DOCUMENT PASSAGE
━━━━━━
“In order to win a man to your cause, you must first reach his heart, the great high road to his reason.” (Abraham Lincoln)
One of the many accomplishments of the sainted Lillian Clementi was to breathe life into the School Outreach program under the ATA Public Relations Committee in the early 2000s, and then to build out the infrastructure, recruit volunteers and promote the effort tirelessly over the next decade.
It was the first time in ATA history that such a program to reach out and touch every student at all educational level in the U.S., from elementary schools through graduate programs, had ever been imagined, much less brilliantly implemented.
Even today there are free School Outreach downloadable materials from the ATA website: guidelines, suggestions, ideas, best practices, success stories and even presentations for all grade levels.
Please consider taking the leap and giving a presentation on your life as a translator or interpreter at your local schools.
Just this last week I discovered yet again how the general public — and teachers especially — are enthusiastic supporters of language-related careers and how desperate they are to have accurate and interesting material for their students.
I was volunteering on a biology field trip to a river ecosystem with my daughter’s middle school science class early last week when my daughter — who is at that age where “advanced notice” is measured in hours — asks me whether I can speak at their upcoming “Career Day.”
That “upcoming” Career Day turned out to be 2 days away.
Despite my assurances to her that the speaker schedule surely was full, she persisted and insisted that I at least ask. On my way home after the field trip, I dropped off my business card with their guidance office and told them I would be pleased to volunteer in the unlikely event that they had any spots open.
━━━━━━
SUPPLIED INFORMATION
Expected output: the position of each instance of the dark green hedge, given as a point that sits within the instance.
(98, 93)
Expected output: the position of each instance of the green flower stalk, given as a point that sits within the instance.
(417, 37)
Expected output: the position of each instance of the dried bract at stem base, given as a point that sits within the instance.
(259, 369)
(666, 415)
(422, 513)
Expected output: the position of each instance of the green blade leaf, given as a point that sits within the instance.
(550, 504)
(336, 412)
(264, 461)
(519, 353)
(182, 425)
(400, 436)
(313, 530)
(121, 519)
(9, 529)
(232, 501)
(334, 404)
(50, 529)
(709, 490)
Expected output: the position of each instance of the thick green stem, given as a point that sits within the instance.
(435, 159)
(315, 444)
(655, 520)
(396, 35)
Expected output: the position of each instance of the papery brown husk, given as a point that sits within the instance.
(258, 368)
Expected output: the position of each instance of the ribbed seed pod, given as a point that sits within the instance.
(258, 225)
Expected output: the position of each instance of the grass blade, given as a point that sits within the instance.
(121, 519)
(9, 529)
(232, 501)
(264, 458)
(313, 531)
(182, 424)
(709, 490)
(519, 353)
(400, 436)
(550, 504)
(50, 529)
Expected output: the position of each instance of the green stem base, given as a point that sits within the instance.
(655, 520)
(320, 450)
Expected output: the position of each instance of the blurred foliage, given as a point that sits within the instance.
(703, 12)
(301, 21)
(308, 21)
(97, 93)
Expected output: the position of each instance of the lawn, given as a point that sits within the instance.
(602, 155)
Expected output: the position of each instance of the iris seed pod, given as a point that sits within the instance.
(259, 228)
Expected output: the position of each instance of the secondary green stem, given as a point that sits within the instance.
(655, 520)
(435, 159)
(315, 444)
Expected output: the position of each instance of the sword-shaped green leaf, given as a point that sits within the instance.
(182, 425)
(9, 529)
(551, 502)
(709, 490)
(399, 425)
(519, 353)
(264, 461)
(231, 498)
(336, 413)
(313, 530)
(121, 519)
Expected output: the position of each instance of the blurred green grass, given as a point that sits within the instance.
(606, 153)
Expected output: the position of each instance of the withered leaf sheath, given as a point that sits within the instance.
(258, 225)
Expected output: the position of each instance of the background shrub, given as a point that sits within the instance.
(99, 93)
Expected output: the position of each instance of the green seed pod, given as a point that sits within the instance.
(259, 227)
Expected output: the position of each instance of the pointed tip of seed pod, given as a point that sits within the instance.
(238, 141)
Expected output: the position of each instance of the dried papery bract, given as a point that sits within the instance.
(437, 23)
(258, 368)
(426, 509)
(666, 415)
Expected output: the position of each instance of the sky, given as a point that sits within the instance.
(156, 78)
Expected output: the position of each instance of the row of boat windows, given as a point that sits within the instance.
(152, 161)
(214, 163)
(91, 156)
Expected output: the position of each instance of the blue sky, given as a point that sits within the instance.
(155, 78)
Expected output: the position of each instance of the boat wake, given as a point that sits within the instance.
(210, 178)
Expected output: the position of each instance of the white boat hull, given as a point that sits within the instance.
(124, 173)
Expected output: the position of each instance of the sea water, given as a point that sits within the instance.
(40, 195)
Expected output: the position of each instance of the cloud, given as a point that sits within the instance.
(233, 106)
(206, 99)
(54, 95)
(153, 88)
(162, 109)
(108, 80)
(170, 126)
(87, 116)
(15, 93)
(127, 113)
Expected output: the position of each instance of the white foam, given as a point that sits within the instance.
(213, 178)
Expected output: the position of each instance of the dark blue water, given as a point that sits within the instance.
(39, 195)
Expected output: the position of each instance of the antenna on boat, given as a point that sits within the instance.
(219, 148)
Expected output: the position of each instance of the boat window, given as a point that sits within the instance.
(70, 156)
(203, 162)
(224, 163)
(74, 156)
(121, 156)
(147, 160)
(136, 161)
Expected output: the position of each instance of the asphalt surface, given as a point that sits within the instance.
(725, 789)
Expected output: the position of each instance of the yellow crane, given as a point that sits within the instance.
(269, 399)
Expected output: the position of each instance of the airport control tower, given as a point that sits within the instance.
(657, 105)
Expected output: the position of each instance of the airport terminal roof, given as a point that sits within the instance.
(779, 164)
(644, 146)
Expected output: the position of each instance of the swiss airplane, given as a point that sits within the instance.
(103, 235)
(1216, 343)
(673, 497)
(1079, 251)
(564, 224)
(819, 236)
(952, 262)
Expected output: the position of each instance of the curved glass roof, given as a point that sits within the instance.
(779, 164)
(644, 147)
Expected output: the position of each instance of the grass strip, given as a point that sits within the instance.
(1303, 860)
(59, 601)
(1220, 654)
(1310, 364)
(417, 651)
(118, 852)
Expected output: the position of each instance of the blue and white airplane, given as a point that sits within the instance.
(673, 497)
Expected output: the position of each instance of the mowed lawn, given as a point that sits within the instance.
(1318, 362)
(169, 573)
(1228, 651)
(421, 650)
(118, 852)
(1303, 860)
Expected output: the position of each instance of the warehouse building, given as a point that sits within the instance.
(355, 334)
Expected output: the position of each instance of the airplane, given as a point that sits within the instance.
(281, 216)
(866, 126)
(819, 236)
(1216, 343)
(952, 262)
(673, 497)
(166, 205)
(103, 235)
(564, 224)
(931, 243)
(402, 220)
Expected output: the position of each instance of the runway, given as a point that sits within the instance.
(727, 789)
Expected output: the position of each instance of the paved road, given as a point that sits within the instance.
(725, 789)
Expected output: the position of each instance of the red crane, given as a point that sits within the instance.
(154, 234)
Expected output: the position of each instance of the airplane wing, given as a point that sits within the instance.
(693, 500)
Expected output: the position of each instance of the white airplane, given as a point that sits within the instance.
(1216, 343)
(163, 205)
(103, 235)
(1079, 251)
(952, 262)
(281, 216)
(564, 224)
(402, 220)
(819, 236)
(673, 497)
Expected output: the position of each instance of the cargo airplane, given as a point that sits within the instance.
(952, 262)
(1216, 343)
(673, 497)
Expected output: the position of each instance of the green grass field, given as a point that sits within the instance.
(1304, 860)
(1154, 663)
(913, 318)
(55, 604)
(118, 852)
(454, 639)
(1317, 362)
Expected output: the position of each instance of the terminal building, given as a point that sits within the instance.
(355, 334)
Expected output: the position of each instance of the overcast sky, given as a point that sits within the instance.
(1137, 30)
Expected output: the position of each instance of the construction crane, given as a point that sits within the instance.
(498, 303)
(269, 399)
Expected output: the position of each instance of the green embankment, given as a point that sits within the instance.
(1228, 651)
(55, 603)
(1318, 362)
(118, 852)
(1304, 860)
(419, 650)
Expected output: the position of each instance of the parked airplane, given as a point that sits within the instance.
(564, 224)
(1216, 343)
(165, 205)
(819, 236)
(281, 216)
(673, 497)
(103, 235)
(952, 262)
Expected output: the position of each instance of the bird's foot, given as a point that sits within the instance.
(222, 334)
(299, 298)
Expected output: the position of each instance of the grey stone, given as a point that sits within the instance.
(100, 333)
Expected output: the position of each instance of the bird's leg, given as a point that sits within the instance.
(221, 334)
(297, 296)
━━━━━━
COMPLETE THE FOLLOWING
a – After reading the School Outreach passage, decide whether each statement below agrees with it: (i) The School Outreach program operated under the ATA Public Relations Committee. (ii) The School Outreach materials on the ATA website must be purchased. (iii) The Career Day turned out to be a week away. Answer yes or no for each and quote the words from the text that settle it.
b – Rewrite the School Outreach passage from the words "Please consider taking" through the words "for their students.", substituting "parents" for "teachers".

EXERCISE ANSWERS
a –
(i) Yes: "breathe life into the School Outreach program under the ATA Public Relations Committee in the early 2000s"
(ii) No: "there are free School Outreach downloadable materials from the ATA website"
(iii) No: "That “upcoming” Career Day turned out to be 2 days away."

b –
Please consider taking the leap and giving a presentation on your life as a translator or interpreter at your local schools.
Just this last week I discovered yet again how the general public — and parents especially — are enthusiastic supporters of language-related careers and how desperate they are to have accurate and interesting material for their students.